Data listing:
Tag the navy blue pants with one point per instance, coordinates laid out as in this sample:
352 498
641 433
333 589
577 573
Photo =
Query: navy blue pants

● **Work to complete**:
Rewrite the data above with every "sample" switched to "example", leaving all else unchanged.

● **Correct response**:
Tag the navy blue pants with one point per instance, coordinates laid out as in this example:
352 498
641 433
333 589
577 573
Photo =
Query: navy blue pants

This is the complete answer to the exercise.